** WHAT TO PRODUCE **
Can you copy out, word for word, the part of the listing below that starts at the line containing "on the brown" and ends after the line containing "point(347, 450)"?

** EXERCISE INPUTS **
--- begin ---

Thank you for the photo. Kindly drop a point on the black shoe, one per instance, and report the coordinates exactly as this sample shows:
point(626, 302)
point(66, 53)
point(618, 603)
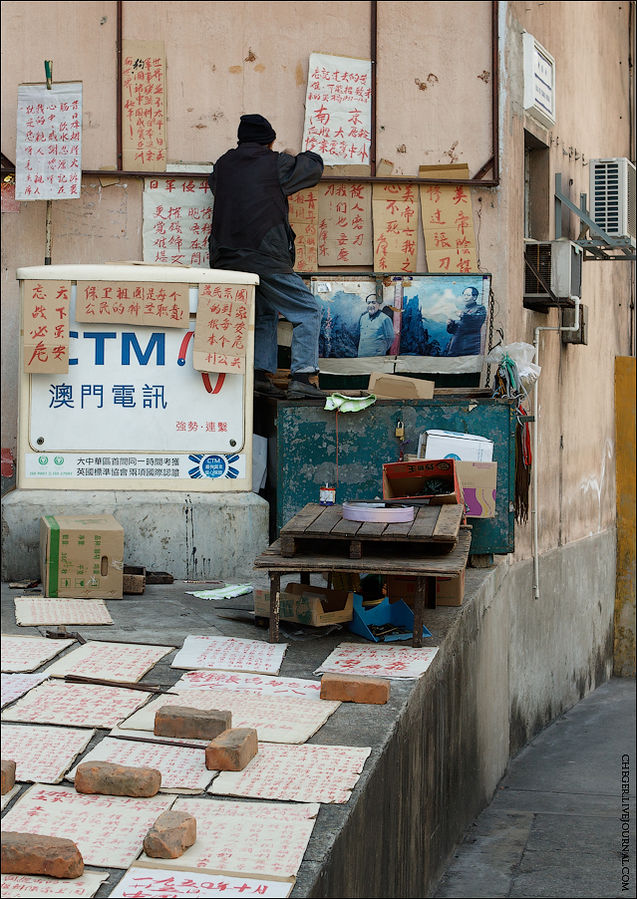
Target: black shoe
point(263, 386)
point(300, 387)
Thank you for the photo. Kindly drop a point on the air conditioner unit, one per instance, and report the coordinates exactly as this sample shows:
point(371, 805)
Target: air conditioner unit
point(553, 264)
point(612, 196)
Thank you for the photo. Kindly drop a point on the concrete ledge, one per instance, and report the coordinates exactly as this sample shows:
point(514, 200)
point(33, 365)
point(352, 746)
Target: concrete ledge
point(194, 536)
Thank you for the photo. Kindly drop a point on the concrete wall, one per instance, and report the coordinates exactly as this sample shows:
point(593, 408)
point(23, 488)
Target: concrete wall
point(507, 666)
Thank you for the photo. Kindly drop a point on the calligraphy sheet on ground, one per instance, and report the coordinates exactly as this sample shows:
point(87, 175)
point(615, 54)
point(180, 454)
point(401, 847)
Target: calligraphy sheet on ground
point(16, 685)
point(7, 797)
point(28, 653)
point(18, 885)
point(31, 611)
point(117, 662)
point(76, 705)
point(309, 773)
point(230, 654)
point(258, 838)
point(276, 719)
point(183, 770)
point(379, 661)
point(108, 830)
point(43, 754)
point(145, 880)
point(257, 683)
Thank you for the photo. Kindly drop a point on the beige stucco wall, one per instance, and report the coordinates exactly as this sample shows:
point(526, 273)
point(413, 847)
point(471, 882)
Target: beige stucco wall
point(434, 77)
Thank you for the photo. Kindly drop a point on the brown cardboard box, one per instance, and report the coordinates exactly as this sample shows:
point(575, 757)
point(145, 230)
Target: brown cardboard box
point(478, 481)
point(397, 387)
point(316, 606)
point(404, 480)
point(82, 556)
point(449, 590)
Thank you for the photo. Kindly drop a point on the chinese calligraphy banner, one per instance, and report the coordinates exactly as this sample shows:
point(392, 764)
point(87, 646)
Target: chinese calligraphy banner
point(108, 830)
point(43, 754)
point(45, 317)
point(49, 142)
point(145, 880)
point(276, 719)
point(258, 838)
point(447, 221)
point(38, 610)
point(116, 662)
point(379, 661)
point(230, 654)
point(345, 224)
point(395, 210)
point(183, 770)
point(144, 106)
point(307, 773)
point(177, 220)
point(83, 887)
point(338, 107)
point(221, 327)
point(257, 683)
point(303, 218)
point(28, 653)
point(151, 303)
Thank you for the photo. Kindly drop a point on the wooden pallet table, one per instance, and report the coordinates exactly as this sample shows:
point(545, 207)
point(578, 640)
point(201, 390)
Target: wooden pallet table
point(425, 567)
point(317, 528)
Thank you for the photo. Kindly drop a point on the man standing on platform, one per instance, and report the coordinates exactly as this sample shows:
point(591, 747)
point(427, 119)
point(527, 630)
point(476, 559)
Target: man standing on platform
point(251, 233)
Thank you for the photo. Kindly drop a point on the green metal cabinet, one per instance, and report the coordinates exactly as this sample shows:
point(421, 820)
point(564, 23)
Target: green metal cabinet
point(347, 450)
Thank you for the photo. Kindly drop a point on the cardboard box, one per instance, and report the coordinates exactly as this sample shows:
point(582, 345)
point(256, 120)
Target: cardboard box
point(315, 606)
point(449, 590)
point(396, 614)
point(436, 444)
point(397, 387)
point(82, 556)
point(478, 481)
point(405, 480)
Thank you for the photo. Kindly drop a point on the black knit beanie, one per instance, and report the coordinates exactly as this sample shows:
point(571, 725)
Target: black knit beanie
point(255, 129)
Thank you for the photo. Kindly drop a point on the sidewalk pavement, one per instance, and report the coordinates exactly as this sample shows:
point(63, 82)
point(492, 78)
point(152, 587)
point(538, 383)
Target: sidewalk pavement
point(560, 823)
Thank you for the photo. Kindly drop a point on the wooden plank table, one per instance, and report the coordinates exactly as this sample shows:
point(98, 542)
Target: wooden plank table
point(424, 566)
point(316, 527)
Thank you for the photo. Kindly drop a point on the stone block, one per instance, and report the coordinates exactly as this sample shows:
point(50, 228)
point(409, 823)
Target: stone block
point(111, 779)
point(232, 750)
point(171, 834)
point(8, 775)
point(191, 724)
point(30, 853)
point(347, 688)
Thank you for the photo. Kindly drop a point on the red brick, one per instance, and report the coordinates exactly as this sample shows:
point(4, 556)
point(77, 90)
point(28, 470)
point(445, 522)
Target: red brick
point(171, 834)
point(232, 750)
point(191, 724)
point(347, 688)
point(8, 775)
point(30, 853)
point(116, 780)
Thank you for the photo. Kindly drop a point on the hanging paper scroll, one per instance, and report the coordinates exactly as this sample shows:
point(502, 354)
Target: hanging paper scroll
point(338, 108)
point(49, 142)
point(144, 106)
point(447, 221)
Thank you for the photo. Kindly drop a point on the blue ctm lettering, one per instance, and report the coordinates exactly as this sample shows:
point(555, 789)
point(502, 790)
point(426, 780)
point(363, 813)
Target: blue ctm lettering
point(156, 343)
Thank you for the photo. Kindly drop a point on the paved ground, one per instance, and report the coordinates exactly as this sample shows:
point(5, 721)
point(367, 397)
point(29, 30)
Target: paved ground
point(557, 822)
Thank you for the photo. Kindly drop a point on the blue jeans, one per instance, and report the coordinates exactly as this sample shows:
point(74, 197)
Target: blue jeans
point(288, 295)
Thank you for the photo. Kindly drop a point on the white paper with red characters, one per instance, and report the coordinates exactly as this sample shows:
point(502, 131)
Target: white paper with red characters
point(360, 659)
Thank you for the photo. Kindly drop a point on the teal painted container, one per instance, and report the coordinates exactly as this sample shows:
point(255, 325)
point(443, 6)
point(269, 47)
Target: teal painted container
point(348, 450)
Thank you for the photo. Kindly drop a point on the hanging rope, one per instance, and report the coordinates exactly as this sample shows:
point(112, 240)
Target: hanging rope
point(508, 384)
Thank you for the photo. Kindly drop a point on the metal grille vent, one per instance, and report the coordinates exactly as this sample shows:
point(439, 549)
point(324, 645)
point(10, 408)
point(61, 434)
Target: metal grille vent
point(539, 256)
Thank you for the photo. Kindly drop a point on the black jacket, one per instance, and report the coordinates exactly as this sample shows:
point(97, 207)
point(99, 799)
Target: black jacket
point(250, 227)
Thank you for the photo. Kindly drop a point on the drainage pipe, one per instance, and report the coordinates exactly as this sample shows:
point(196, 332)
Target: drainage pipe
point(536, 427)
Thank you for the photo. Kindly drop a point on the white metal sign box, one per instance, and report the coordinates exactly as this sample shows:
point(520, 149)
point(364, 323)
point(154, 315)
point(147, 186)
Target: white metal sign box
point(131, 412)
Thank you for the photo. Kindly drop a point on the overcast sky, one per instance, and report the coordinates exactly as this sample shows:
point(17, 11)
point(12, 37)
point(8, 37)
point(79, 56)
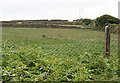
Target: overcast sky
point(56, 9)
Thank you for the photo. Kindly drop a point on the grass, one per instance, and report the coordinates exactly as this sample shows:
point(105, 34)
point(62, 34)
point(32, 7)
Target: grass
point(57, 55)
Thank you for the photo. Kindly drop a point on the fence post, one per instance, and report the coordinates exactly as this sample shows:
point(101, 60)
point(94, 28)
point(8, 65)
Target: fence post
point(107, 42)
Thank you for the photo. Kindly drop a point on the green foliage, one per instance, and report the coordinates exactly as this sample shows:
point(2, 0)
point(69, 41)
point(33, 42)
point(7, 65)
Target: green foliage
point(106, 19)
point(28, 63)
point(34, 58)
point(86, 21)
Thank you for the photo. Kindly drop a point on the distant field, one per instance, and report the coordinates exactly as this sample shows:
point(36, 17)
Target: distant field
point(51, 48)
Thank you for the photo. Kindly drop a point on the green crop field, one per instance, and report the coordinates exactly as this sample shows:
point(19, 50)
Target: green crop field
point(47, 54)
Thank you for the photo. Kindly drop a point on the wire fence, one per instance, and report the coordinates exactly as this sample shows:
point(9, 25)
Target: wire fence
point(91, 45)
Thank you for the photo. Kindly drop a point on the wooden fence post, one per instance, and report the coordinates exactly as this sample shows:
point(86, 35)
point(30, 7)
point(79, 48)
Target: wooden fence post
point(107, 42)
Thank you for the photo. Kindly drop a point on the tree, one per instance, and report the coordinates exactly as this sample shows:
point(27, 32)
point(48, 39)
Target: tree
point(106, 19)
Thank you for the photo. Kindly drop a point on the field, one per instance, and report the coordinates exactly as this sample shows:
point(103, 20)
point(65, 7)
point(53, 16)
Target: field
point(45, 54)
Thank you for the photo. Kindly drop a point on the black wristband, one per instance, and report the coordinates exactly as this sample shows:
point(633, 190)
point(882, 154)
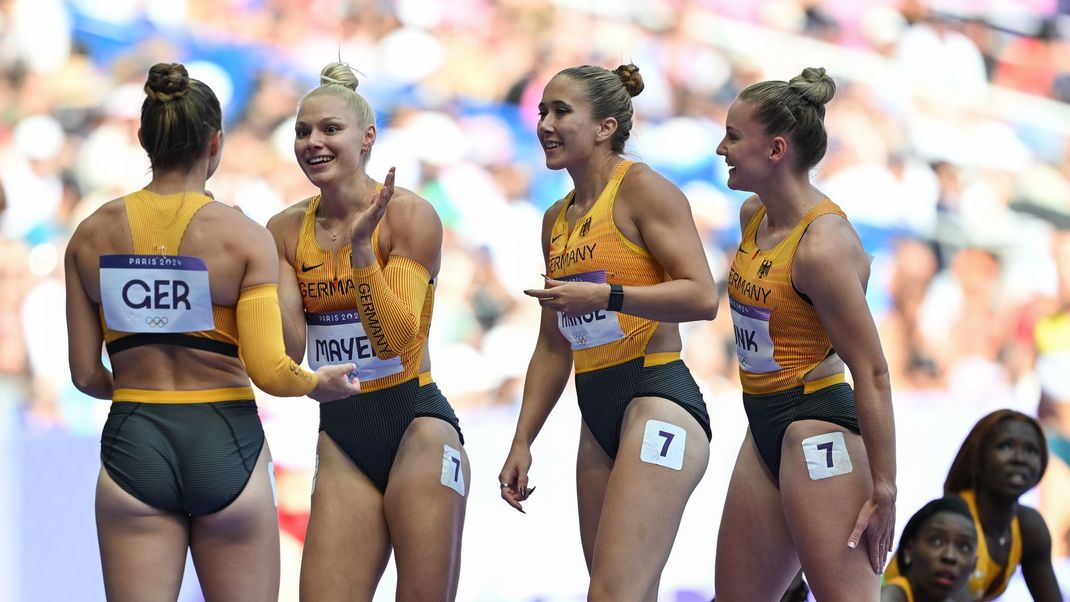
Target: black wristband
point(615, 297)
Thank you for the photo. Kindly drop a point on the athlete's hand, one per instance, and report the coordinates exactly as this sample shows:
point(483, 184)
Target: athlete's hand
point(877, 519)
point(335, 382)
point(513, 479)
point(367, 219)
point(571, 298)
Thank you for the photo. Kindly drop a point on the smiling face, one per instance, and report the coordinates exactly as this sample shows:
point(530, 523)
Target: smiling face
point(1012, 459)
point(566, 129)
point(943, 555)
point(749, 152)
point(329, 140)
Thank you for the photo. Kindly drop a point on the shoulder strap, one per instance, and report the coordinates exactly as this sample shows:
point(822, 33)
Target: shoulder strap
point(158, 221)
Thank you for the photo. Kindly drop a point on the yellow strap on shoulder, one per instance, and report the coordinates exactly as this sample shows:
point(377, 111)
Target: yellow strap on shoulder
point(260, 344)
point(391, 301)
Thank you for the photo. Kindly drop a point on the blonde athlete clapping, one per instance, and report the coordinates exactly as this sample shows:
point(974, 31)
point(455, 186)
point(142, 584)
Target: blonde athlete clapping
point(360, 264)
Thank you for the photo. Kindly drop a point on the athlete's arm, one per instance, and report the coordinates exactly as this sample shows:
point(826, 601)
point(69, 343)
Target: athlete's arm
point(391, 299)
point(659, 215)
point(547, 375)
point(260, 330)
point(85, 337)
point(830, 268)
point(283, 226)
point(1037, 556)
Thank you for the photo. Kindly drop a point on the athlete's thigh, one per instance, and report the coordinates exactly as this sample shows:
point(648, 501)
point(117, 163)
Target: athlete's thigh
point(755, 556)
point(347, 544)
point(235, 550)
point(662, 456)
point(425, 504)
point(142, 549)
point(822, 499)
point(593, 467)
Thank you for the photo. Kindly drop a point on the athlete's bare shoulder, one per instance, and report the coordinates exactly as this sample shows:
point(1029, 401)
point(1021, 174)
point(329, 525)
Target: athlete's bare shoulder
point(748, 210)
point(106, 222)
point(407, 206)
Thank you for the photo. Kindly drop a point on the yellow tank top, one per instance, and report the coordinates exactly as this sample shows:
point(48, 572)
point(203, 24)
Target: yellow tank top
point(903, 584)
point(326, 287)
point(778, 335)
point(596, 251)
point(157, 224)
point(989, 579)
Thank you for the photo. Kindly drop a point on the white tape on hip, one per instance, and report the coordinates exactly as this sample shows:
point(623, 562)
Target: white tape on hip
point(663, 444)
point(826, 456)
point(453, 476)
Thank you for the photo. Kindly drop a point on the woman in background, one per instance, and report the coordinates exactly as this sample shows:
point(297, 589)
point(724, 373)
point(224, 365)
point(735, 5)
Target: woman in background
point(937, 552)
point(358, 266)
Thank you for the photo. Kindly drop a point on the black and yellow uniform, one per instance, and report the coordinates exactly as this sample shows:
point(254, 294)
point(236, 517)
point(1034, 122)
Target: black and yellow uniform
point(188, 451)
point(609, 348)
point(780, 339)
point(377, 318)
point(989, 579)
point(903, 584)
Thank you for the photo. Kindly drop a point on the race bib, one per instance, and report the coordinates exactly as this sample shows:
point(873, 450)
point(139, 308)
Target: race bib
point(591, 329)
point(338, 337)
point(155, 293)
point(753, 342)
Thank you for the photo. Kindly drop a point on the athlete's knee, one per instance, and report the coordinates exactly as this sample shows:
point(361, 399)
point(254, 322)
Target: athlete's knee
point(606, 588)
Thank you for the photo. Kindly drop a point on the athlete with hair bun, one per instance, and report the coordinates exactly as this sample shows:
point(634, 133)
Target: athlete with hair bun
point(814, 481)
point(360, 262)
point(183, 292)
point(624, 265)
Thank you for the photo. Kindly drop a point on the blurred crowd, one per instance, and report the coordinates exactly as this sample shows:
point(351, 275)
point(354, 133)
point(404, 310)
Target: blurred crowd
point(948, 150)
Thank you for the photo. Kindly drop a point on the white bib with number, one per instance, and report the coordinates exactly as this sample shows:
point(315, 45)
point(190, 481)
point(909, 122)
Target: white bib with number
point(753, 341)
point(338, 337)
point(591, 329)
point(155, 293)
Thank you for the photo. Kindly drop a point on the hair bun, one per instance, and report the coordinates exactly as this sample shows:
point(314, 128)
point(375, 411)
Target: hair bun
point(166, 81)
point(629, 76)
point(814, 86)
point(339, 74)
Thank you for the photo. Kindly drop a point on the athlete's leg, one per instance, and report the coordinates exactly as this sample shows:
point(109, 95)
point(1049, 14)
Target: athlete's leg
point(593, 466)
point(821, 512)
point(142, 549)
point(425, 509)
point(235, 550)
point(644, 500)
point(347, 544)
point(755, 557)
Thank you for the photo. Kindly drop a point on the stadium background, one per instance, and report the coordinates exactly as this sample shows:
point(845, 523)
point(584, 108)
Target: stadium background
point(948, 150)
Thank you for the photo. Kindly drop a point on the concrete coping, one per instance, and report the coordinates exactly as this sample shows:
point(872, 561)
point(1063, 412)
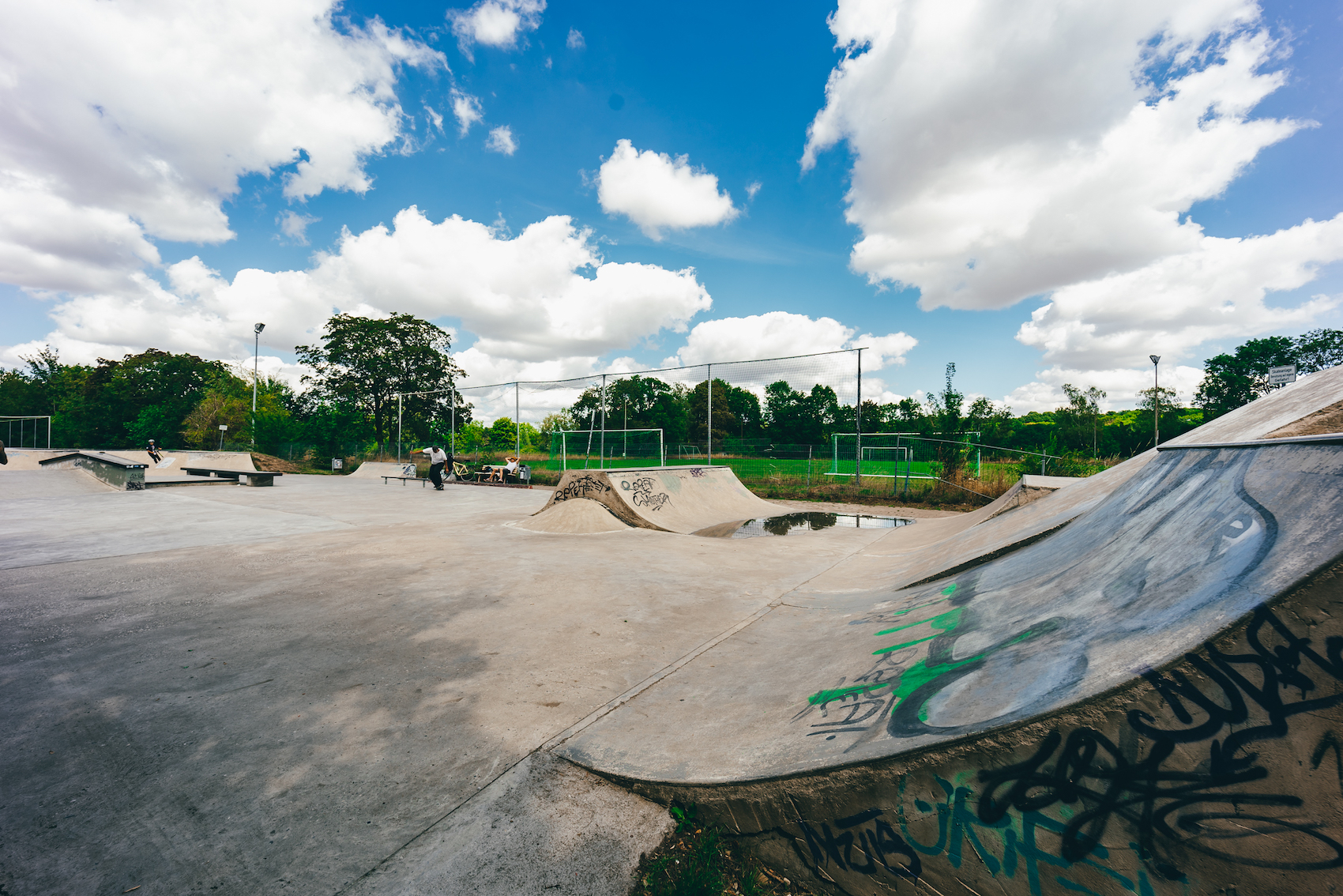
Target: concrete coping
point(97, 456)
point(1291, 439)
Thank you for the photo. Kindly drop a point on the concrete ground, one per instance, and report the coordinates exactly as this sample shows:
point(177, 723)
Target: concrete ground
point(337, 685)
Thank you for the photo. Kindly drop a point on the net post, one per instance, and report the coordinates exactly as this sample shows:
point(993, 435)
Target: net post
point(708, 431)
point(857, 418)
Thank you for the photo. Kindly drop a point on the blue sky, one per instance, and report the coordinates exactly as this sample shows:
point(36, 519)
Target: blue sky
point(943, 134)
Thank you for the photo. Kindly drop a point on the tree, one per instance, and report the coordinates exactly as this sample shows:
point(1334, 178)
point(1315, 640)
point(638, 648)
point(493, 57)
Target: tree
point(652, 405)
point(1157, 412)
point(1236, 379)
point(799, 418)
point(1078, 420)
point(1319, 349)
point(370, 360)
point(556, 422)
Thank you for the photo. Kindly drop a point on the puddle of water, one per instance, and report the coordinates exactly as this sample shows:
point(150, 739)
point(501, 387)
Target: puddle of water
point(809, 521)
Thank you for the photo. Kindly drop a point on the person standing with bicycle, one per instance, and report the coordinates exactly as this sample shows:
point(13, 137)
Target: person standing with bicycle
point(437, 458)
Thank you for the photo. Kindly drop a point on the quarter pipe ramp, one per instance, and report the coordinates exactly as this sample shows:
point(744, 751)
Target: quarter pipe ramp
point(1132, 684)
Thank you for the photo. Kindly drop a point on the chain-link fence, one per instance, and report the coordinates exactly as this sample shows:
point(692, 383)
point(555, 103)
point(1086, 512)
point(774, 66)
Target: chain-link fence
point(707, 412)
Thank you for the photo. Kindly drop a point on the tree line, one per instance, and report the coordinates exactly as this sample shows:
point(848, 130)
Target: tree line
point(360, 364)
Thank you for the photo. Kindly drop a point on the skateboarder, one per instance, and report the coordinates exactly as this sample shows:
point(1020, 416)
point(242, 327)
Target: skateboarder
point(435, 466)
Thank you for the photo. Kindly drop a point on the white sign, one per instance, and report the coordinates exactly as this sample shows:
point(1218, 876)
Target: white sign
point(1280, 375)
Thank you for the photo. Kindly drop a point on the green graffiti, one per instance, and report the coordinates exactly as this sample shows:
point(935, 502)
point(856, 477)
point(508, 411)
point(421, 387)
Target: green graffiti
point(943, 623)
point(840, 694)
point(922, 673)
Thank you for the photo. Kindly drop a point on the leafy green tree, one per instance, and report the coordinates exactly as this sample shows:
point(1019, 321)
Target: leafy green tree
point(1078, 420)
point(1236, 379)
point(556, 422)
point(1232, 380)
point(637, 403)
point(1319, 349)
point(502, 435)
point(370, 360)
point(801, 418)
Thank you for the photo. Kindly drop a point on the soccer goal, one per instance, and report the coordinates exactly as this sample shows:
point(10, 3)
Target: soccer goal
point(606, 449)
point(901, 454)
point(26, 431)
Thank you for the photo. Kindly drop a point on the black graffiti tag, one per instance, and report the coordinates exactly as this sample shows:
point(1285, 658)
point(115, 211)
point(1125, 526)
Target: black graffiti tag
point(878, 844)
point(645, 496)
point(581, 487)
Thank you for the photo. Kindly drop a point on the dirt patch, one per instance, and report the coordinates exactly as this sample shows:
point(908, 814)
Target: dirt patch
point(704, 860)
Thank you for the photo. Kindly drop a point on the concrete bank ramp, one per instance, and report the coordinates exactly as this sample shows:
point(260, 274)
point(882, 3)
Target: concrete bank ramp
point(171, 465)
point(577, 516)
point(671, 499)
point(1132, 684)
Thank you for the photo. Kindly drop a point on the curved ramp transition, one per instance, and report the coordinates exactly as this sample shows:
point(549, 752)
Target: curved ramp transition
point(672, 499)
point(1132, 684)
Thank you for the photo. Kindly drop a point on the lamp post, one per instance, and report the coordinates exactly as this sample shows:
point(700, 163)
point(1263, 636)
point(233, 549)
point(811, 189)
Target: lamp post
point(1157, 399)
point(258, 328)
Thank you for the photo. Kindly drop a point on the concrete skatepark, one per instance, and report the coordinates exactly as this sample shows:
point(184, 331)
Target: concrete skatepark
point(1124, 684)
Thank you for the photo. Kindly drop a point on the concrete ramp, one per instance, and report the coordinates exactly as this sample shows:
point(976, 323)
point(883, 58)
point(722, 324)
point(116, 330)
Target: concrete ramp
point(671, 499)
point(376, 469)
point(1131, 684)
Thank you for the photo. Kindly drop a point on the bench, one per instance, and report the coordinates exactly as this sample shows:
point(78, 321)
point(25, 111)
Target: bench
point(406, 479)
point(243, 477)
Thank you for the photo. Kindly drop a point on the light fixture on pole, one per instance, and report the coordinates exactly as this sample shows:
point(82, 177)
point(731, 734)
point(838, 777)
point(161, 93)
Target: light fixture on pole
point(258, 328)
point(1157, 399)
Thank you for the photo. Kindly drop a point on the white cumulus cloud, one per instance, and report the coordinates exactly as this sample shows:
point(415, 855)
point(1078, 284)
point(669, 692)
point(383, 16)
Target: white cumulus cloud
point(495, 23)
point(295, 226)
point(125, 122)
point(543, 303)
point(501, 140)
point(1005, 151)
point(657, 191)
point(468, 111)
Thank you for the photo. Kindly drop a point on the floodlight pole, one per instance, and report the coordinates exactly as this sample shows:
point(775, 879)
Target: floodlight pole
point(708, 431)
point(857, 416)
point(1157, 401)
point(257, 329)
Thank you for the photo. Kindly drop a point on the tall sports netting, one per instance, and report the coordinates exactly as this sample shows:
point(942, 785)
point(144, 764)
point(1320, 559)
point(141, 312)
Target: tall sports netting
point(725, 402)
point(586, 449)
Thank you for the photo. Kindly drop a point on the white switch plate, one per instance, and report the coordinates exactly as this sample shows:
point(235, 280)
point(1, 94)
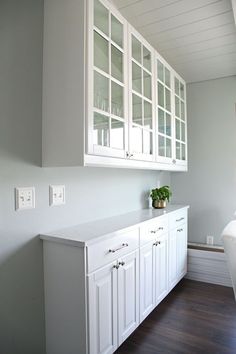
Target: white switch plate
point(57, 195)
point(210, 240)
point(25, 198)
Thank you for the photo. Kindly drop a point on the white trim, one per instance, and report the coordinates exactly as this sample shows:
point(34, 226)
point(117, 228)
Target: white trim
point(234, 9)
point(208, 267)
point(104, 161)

--- end ---

** CORRECT OUTPUT **
Thank you for the photo. Kindly drop a point on the brown cardboard box, one per instance, and report the coordinates exactly as this sample shows:
point(575, 757)
point(145, 230)
Target: brown cardboard box
point(478, 481)
point(397, 387)
point(316, 606)
point(404, 480)
point(82, 556)
point(449, 590)
Thank you for the photo. Kindly drop a point on the chinese calligraphy banner, one per instance, and report the coordinates exactly as this sample shows:
point(392, 764)
point(87, 646)
Target: chinese calligraphy banner
point(108, 830)
point(43, 754)
point(45, 317)
point(49, 142)
point(145, 880)
point(276, 719)
point(258, 838)
point(447, 221)
point(38, 610)
point(116, 662)
point(379, 661)
point(230, 654)
point(345, 224)
point(395, 210)
point(183, 770)
point(144, 106)
point(307, 773)
point(177, 220)
point(83, 887)
point(338, 107)
point(221, 327)
point(257, 683)
point(303, 218)
point(28, 653)
point(151, 303)
Thank you for the photo. Kindly drop a point on the wooden pallet table, one per instance, and report the coordinates exactly as this sample shows:
point(545, 207)
point(578, 640)
point(201, 390)
Target: wooden pallet table
point(425, 567)
point(317, 528)
Thank you for the photo. Kindly drop a point on the man standing on platform, one per instance, and report the coordinates exactly as this sample shows:
point(591, 747)
point(427, 119)
point(527, 630)
point(476, 559)
Target: man standing on platform
point(251, 233)
Thank you for the photo. Kindly drop a point on the green metal cabinet, one per instance, and report the coordinates exactly as this sample shows:
point(421, 820)
point(564, 23)
Target: green metal cabinet
point(347, 450)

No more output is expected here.